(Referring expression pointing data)

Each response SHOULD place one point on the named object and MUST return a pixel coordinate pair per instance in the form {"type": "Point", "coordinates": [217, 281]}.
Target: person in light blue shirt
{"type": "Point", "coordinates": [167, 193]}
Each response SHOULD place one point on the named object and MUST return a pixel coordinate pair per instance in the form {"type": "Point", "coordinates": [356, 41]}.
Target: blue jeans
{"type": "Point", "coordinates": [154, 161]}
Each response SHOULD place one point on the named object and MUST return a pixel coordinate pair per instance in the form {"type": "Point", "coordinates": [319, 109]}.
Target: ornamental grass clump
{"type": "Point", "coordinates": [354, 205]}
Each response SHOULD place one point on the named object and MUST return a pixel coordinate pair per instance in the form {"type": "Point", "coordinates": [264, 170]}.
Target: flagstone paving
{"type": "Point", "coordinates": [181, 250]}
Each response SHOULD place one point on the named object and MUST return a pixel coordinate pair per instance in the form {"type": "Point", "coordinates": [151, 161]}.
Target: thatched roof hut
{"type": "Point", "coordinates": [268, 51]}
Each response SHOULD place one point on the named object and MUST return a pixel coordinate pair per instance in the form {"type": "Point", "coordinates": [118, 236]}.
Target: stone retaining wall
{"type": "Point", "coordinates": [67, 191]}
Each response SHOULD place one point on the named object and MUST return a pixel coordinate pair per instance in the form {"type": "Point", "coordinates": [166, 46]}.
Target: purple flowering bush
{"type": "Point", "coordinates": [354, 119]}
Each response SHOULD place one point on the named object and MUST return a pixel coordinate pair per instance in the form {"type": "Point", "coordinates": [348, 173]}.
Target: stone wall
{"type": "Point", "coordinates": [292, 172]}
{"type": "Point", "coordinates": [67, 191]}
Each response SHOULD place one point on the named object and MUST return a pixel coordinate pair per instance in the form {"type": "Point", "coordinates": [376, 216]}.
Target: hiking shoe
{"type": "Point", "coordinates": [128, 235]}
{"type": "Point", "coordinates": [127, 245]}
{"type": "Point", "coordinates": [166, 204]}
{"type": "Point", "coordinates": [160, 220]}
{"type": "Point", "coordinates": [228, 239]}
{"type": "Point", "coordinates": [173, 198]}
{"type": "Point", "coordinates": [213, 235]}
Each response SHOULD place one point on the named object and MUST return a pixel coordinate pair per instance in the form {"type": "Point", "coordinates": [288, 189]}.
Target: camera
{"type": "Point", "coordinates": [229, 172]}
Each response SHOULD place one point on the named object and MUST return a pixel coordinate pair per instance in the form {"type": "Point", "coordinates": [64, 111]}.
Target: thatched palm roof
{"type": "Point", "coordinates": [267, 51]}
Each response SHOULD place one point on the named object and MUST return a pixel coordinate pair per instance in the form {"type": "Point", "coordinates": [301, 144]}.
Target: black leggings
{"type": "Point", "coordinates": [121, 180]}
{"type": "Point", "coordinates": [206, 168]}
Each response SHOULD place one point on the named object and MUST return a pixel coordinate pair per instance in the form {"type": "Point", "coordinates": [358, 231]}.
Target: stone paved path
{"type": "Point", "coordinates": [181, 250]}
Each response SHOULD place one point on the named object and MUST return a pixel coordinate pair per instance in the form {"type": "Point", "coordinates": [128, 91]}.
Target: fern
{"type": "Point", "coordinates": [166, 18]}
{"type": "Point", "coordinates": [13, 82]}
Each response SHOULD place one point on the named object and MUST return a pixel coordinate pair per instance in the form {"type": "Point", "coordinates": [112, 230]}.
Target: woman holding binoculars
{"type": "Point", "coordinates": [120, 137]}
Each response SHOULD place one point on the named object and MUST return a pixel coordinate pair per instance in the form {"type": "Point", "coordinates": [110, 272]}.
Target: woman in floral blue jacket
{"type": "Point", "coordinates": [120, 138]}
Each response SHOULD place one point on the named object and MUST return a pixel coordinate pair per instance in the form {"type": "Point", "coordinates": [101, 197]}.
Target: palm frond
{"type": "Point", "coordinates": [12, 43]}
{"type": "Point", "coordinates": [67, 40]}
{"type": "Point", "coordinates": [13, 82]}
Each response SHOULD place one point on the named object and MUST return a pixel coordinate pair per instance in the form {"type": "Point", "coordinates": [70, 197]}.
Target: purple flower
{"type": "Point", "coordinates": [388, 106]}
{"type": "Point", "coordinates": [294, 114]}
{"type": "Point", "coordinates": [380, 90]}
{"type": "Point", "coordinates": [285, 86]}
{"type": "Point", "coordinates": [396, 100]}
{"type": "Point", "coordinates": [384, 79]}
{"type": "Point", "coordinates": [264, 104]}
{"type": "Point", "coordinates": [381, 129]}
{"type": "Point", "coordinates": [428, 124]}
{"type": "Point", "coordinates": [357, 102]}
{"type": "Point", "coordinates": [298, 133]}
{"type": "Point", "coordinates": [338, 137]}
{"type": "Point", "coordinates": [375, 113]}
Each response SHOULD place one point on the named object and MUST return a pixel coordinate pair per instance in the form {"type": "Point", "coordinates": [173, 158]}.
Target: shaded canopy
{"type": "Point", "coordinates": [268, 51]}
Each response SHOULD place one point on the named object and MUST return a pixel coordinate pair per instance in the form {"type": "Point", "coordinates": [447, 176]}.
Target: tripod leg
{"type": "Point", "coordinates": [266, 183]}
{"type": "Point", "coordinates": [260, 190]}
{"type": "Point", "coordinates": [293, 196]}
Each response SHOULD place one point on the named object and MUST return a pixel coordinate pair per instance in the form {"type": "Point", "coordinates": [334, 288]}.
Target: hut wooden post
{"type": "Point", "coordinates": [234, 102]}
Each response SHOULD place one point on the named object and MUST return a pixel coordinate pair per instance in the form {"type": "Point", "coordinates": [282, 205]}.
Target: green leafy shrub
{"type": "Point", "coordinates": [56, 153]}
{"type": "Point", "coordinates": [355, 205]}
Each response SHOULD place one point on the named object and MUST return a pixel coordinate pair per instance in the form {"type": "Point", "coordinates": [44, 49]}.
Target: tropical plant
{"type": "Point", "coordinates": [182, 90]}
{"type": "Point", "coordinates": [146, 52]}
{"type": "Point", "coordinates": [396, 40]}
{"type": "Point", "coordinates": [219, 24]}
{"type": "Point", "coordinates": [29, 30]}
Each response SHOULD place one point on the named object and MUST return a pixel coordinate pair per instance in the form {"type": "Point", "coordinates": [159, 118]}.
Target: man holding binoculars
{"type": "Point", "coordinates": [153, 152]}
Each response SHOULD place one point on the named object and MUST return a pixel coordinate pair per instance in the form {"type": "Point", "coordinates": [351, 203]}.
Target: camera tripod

**Exercise description**
Could you output every record above exactly as written?

**Completed exercise**
Each response SHOULD place one point on the named object and MUST return a pixel coordinate pair per instance in the form {"type": "Point", "coordinates": [217, 281]}.
Target: person in light blue shirt
{"type": "Point", "coordinates": [167, 193]}
Each response SHOULD place one point on the named object and MUST return a pixel coordinate pair per instance in the form {"type": "Point", "coordinates": [356, 41]}.
Target: blue jeans
{"type": "Point", "coordinates": [154, 161]}
Each response SHOULD place one point on the named object and MUST return a pixel coordinate pair per instance in the form {"type": "Point", "coordinates": [319, 109]}.
Target: ornamental grass clump
{"type": "Point", "coordinates": [354, 205]}
Each response SHOULD place one point on the named object and MUST return a pixel coordinate pair per instance in the form {"type": "Point", "coordinates": [264, 170]}.
Target: flagstone paving
{"type": "Point", "coordinates": [181, 250]}
Each response SHOULD place one point on the named object and MUST return a pixel coordinate pair per instance in the form {"type": "Point", "coordinates": [151, 161]}.
Target: thatched roof hut
{"type": "Point", "coordinates": [268, 51]}
Each response SHOULD place one point on the named object and MUST return a pixel coordinate pair per instance in the form {"type": "Point", "coordinates": [118, 236]}.
Target: stone retaining wall
{"type": "Point", "coordinates": [67, 191]}
Each response SHOULD place one point on the named object and MUST return a pixel coordinate pair per instance in the form {"type": "Point", "coordinates": [166, 46]}.
Target: purple flowering bush
{"type": "Point", "coordinates": [354, 119]}
Each response SHOULD place one point on the named object and MUST return a pixel coordinate pair per instance in the form {"type": "Point", "coordinates": [348, 173]}.
Target: stone wall
{"type": "Point", "coordinates": [292, 172]}
{"type": "Point", "coordinates": [67, 191]}
Each response SHOULD place one point on the named object and MUST return a pixel coordinate pair per instance in the form {"type": "Point", "coordinates": [376, 216]}.
Target: hiking shoe
{"type": "Point", "coordinates": [128, 235]}
{"type": "Point", "coordinates": [127, 245]}
{"type": "Point", "coordinates": [166, 204]}
{"type": "Point", "coordinates": [160, 220]}
{"type": "Point", "coordinates": [228, 239]}
{"type": "Point", "coordinates": [173, 198]}
{"type": "Point", "coordinates": [213, 235]}
Each response SHOULD place one point on the named object and MUST return a pixel coordinate pair per instance in the form {"type": "Point", "coordinates": [288, 189]}.
Target: camera
{"type": "Point", "coordinates": [229, 172]}
Each response SHOULD place one point on the named object and MUST return a pixel coordinate pair per instance in the form {"type": "Point", "coordinates": [64, 111]}.
Target: thatched palm roof
{"type": "Point", "coordinates": [267, 51]}
Each response SHOULD place one point on the named object and MUST return a pixel coordinate pair per instance in the form {"type": "Point", "coordinates": [301, 144]}.
Target: black leggings
{"type": "Point", "coordinates": [121, 180]}
{"type": "Point", "coordinates": [206, 168]}
Each response SHOULD place one point on the named object and MUST return a pixel coordinate pair per instance in the form {"type": "Point", "coordinates": [358, 231]}.
Target: stone paved path
{"type": "Point", "coordinates": [181, 250]}
Each response SHOULD place one point on the named object and MUST return a pixel coordinate pair per instance in the form {"type": "Point", "coordinates": [128, 91]}.
Target: fern
{"type": "Point", "coordinates": [166, 18]}
{"type": "Point", "coordinates": [13, 82]}
Each response SHOULD place one point on the named object and MUST return a pixel coordinate pair per instance in the form {"type": "Point", "coordinates": [112, 230]}.
Target: woman holding binoculars
{"type": "Point", "coordinates": [120, 137]}
Each response SHOULD place one point on the named object and MUST return a pixel coordinate pair per instance in the form {"type": "Point", "coordinates": [110, 272]}.
Target: woman in floral blue jacket
{"type": "Point", "coordinates": [120, 138]}
Each response SHOULD place one point on the named object and MUST return a pixel coordinate pair per instance in the form {"type": "Point", "coordinates": [101, 197]}.
Target: palm frond
{"type": "Point", "coordinates": [12, 43]}
{"type": "Point", "coordinates": [67, 40]}
{"type": "Point", "coordinates": [13, 82]}
Each response SHOULD place one point on the named object and MUST return a pixel coordinate pair per instance in the form {"type": "Point", "coordinates": [70, 197]}.
Target: purple flower
{"type": "Point", "coordinates": [388, 106]}
{"type": "Point", "coordinates": [294, 114]}
{"type": "Point", "coordinates": [380, 90]}
{"type": "Point", "coordinates": [285, 86]}
{"type": "Point", "coordinates": [396, 100]}
{"type": "Point", "coordinates": [384, 79]}
{"type": "Point", "coordinates": [264, 104]}
{"type": "Point", "coordinates": [381, 129]}
{"type": "Point", "coordinates": [428, 124]}
{"type": "Point", "coordinates": [357, 102]}
{"type": "Point", "coordinates": [298, 133]}
{"type": "Point", "coordinates": [338, 137]}
{"type": "Point", "coordinates": [375, 113]}
Each response SHOULD place one point on the named object and MUST return a pixel coordinate pair per instance in the form {"type": "Point", "coordinates": [173, 158]}.
Target: shaded canopy
{"type": "Point", "coordinates": [268, 51]}
Each response SHOULD place one point on the named object and MUST return a pixel coordinate pair per instance in the form {"type": "Point", "coordinates": [447, 176]}.
Target: tripod leg
{"type": "Point", "coordinates": [266, 183]}
{"type": "Point", "coordinates": [260, 190]}
{"type": "Point", "coordinates": [293, 196]}
Each response SHOULD place one point on the named object and MUST return a pixel coordinate pair per instance in the form {"type": "Point", "coordinates": [334, 288]}.
Target: hut wooden post
{"type": "Point", "coordinates": [234, 102]}
Each response SHOULD place one point on the named object and MUST return a pixel coordinate pair per instance in the form {"type": "Point", "coordinates": [282, 205]}.
Target: green leafy shrub
{"type": "Point", "coordinates": [56, 153]}
{"type": "Point", "coordinates": [355, 205]}
Each response SHOULD place one point on the named object and MUST return a pixel coordinate pair per instance in the form {"type": "Point", "coordinates": [44, 49]}.
Target: tropical plant
{"type": "Point", "coordinates": [182, 90]}
{"type": "Point", "coordinates": [146, 52]}
{"type": "Point", "coordinates": [396, 40]}
{"type": "Point", "coordinates": [219, 24]}
{"type": "Point", "coordinates": [29, 30]}
Each response SHOULD place one point on the named object and MUST return a pixel coordinate pair per instance in the form {"type": "Point", "coordinates": [159, 118]}.
Target: man holding binoculars
{"type": "Point", "coordinates": [153, 152]}
Each response SHOULD place one point on the named object and MUST return a pixel coordinate pair per instance in the form {"type": "Point", "coordinates": [351, 203]}.
Target: camera tripod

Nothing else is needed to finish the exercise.